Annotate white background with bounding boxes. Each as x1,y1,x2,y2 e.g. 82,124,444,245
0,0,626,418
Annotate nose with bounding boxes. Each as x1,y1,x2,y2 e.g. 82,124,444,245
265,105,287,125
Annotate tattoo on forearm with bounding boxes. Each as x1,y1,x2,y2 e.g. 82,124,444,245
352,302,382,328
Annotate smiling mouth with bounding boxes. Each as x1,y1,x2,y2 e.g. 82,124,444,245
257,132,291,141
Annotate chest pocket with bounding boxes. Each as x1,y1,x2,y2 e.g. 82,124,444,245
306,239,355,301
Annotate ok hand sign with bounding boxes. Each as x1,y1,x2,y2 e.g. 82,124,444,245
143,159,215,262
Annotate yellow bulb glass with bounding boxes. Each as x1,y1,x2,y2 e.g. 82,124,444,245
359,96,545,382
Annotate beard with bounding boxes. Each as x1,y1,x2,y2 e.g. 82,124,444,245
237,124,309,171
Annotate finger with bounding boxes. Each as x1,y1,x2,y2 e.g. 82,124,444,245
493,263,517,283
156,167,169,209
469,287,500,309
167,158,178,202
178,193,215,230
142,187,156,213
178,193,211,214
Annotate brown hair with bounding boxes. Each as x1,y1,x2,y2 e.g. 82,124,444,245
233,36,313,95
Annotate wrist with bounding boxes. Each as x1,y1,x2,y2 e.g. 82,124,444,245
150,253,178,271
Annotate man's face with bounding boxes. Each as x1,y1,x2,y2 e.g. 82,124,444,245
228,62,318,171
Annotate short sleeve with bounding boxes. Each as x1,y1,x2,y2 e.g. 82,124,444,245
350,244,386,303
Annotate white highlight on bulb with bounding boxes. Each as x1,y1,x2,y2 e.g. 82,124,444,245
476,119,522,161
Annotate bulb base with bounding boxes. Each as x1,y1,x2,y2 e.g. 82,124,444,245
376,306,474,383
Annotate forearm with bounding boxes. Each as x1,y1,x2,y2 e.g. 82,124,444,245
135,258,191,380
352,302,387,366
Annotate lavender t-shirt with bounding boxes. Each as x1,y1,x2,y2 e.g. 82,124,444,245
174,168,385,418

----------------------------------------

> REQUIREMENTS
Extract the full listing and reproduce each line exactly.

> EXERCISE RESULT
Annotate white background with bounding boxes. Each as x1,y1,x2,y2 e.g. 82,124,444,245
0,0,626,418
Annotate nose with bounding boxes. Each as x1,y1,x2,y2 e.g. 82,124,444,245
265,105,287,125
Annotate tattoo on forearm with bounding boxes. Each as x1,y1,x2,y2 e.g. 82,124,444,245
352,302,382,328
Annotate smiling mouth with bounding boxes. Each as x1,y1,x2,y2 e.g. 82,124,444,245
257,132,291,141
Annotate chest pocket with bounding boxes. Each as x1,y1,x2,y2 e.g. 82,124,444,245
306,239,355,301
Annotate ok hand sign with bounding boxes. Each as x1,y1,x2,y2 e.g. 82,124,444,245
143,159,215,262
Annotate yellow bulb glass with bounding boxes. Each as x1,y1,x2,y2 e.g. 82,124,444,245
359,96,545,382
Annotate beard with bounding boxes. Each as x1,y1,x2,y2 e.g. 82,124,444,245
237,124,309,171
Annotate finger with bounding boxes. Each as x1,y1,x2,y2 e.g. 82,124,444,245
493,263,517,283
156,167,169,209
469,287,500,309
167,158,178,202
178,193,215,230
142,187,156,213
178,193,211,214
Annotate brown hair with bounding boxes. Each as x1,y1,x2,y2 e.g. 82,124,444,245
233,36,313,95
Annotate wrist with bounding boxes. Each as x1,y1,x2,y2 e.g. 82,124,444,245
150,253,178,271
Annotate man's face with bounding boxes. Each as x1,y1,x2,y2 e.g. 82,124,444,245
228,62,318,171
Annotate short sleeve with bounding boxes. Each as x1,y1,x2,y2 e.g. 82,124,444,245
350,244,386,303
Annotate white highlight on bulb with bounding boxes. Each as x1,y1,x2,y2 e.g. 82,124,444,245
476,119,522,161
Annotate bulb base with bounding boxes. Each as x1,y1,x2,y2 e.g. 82,124,444,245
376,306,474,383
Annotate forearm with bounding boxes. Each as x1,y1,x2,y2 e.g. 82,124,444,245
135,258,191,380
352,302,387,366
Annotate lavender t-shirt with bounding boxes. Each as x1,y1,x2,y2 e.g. 82,124,444,245
174,168,385,418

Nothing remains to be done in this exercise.